__Extract to read__.
L'Ombre de l'Olivier

The Shadow of the Olive Tree

being the maunderings of an Englishman on the Côte d'Azur

02 July 2009 Blog Home : July 2009 : Permalink

Why "Free At Point of Need" Doesn't Work

Dr Crippen has a post about how ambulance personnel convinced a little old lady to refuse to go to hospital. The story as recounted by Dr C sounded very familiar, which is interesting as it tends to move my story beyond the level of anecdote, and various commenters at his blog have noted that paramedics all over the UK quite often do the same thing.

But I'm not going to criticise the amulance folks here because one of the commenter's explains the problem the Ambulance folk face:

Paramedics do not consider themselves to be doctors, I know I don't. However, for various reasons, mostly related to ridiculous government target setting, most of our work is non-emergency as in the case you have described. People have cottoned onto the idea that if they go to A+E they will see a doctor in 4 hours or less, and that if they call an ambulance they will get there for free.

As a result we are spending 90% or more of our time doing a job we are not trained for. The emergency jobs we are mostly good at are few and far between, and we spend our days going to people with flu-like symptoms, cut fingers and toothache. People who need no intervention, self medication or their GP. We do our best, trying to decide which of these is ill enough to go to A+E. Mostly we get it right.

Stored data
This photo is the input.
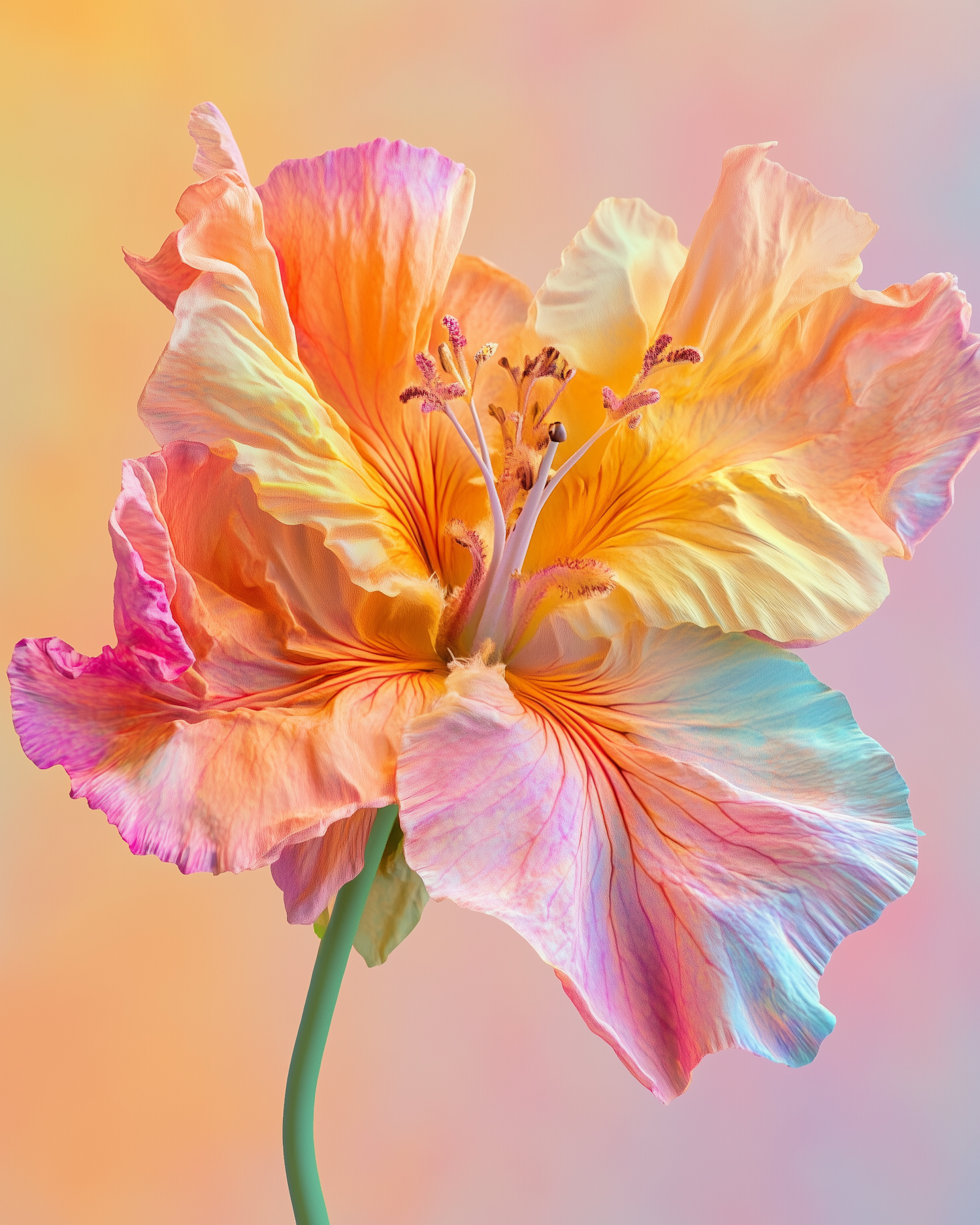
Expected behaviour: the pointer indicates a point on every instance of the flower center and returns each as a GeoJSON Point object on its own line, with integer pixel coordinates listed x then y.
{"type": "Point", "coordinates": [495, 606]}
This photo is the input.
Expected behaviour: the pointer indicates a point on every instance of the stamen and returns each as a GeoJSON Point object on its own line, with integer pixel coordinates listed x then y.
{"type": "Point", "coordinates": [463, 599]}
{"type": "Point", "coordinates": [435, 396]}
{"type": "Point", "coordinates": [574, 578]}
{"type": "Point", "coordinates": [655, 355]}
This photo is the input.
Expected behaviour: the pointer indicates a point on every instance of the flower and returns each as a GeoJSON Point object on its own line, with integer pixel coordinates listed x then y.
{"type": "Point", "coordinates": [351, 578]}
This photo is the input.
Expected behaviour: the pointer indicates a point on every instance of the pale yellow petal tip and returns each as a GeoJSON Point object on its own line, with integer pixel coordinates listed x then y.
{"type": "Point", "coordinates": [217, 148]}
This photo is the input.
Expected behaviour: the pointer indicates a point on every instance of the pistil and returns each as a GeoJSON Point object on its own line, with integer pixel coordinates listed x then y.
{"type": "Point", "coordinates": [488, 598]}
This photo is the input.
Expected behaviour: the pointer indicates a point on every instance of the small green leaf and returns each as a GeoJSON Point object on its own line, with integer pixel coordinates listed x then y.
{"type": "Point", "coordinates": [393, 907]}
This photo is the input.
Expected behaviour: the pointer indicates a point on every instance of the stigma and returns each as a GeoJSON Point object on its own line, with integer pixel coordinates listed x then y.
{"type": "Point", "coordinates": [495, 607]}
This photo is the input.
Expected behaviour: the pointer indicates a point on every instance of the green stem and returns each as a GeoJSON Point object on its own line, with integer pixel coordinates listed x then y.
{"type": "Point", "coordinates": [312, 1038]}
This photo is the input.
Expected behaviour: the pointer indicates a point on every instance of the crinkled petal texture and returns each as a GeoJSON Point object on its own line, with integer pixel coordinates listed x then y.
{"type": "Point", "coordinates": [821, 433]}
{"type": "Point", "coordinates": [367, 240]}
{"type": "Point", "coordinates": [256, 695]}
{"type": "Point", "coordinates": [683, 823]}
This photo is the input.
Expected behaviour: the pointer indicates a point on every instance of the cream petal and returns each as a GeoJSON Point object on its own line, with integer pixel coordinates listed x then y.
{"type": "Point", "coordinates": [244, 708]}
{"type": "Point", "coordinates": [768, 245]}
{"type": "Point", "coordinates": [734, 550]}
{"type": "Point", "coordinates": [231, 378]}
{"type": "Point", "coordinates": [217, 148]}
{"type": "Point", "coordinates": [367, 239]}
{"type": "Point", "coordinates": [600, 308]}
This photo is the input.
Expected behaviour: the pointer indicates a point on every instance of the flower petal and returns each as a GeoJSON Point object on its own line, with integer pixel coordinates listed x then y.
{"type": "Point", "coordinates": [686, 902]}
{"type": "Point", "coordinates": [734, 550]}
{"type": "Point", "coordinates": [166, 274]}
{"type": "Point", "coordinates": [768, 245]}
{"type": "Point", "coordinates": [217, 148]}
{"type": "Point", "coordinates": [600, 308]}
{"type": "Point", "coordinates": [488, 302]}
{"type": "Point", "coordinates": [312, 872]}
{"type": "Point", "coordinates": [256, 695]}
{"type": "Point", "coordinates": [367, 239]}
{"type": "Point", "coordinates": [231, 378]}
{"type": "Point", "coordinates": [771, 493]}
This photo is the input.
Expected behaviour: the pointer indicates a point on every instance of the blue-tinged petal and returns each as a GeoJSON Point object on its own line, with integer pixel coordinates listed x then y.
{"type": "Point", "coordinates": [683, 823]}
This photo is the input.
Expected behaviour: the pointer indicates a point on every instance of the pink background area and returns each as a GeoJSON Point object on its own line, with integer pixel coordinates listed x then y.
{"type": "Point", "coordinates": [148, 1019]}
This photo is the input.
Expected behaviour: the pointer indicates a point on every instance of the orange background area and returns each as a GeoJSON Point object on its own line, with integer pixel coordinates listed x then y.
{"type": "Point", "coordinates": [148, 1019]}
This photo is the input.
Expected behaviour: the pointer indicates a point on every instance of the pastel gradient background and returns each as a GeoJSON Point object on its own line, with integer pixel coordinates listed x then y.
{"type": "Point", "coordinates": [147, 1019]}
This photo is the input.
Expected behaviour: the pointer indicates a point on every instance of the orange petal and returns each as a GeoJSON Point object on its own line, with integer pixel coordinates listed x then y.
{"type": "Point", "coordinates": [764, 489]}
{"type": "Point", "coordinates": [485, 299]}
{"type": "Point", "coordinates": [255, 696]}
{"type": "Point", "coordinates": [166, 274]}
{"type": "Point", "coordinates": [733, 550]}
{"type": "Point", "coordinates": [768, 245]}
{"type": "Point", "coordinates": [367, 239]}
{"type": "Point", "coordinates": [231, 378]}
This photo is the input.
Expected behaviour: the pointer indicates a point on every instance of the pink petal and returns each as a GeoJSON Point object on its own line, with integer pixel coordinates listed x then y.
{"type": "Point", "coordinates": [646, 823]}
{"type": "Point", "coordinates": [284, 718]}
{"type": "Point", "coordinates": [231, 378]}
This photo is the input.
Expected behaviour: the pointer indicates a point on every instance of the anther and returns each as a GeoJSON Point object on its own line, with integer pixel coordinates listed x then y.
{"type": "Point", "coordinates": [558, 433]}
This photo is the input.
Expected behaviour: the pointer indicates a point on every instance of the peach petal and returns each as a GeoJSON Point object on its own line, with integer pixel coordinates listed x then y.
{"type": "Point", "coordinates": [602, 306]}
{"type": "Point", "coordinates": [312, 872]}
{"type": "Point", "coordinates": [488, 302]}
{"type": "Point", "coordinates": [367, 239]}
{"type": "Point", "coordinates": [683, 911]}
{"type": "Point", "coordinates": [243, 708]}
{"type": "Point", "coordinates": [733, 550]}
{"type": "Point", "coordinates": [217, 148]}
{"type": "Point", "coordinates": [231, 378]}
{"type": "Point", "coordinates": [768, 245]}
{"type": "Point", "coordinates": [165, 274]}
{"type": "Point", "coordinates": [766, 488]}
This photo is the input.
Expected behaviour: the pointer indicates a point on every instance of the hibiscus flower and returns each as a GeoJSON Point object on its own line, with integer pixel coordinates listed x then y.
{"type": "Point", "coordinates": [523, 592]}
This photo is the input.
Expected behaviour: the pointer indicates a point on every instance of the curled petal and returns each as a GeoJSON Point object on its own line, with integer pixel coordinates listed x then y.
{"type": "Point", "coordinates": [367, 239]}
{"type": "Point", "coordinates": [255, 695]}
{"type": "Point", "coordinates": [217, 148]}
{"type": "Point", "coordinates": [603, 304]}
{"type": "Point", "coordinates": [684, 911]}
{"type": "Point", "coordinates": [768, 245]}
{"type": "Point", "coordinates": [310, 872]}
{"type": "Point", "coordinates": [231, 378]}
{"type": "Point", "coordinates": [166, 274]}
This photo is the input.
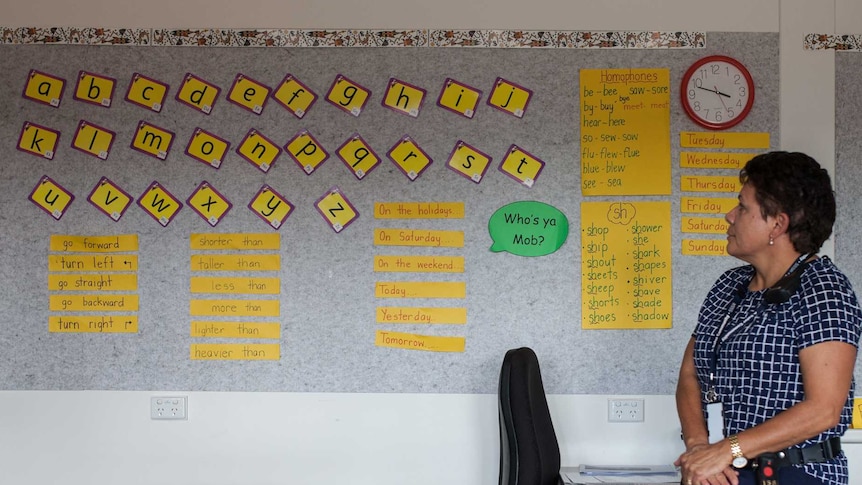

__Problems to work on__.
A. According to the blog post, why does the author choose not to criticize the ambulance staff? Answer in one to three sentences.
B. Return, word for word, the part of the blog post starting at "But I'm not" and ending at "there for free.".

__Responses per task__.
A. The author holds back because one of the commenters explains the problem that ambulance staff face. Most of their work is non-emergency, mainly because of government target setting. People also call ambulances to get to A+E for free and see a doctor in four hours or less.

B.
But I'm not going to criticise the amulance folks here because one of the commenter's explains the problem the Ambulance folk face:

Paramedics do not consider themselves to be doctors, I know I don't. However, for various reasons, mostly related to ridiculous government target setting, most of our work is non-emergency as in the case you have described. People have cottoned onto the idea that if they go to A+E they will see a doctor in 4 hours or less, and that if they call an ambulance they will get there for free.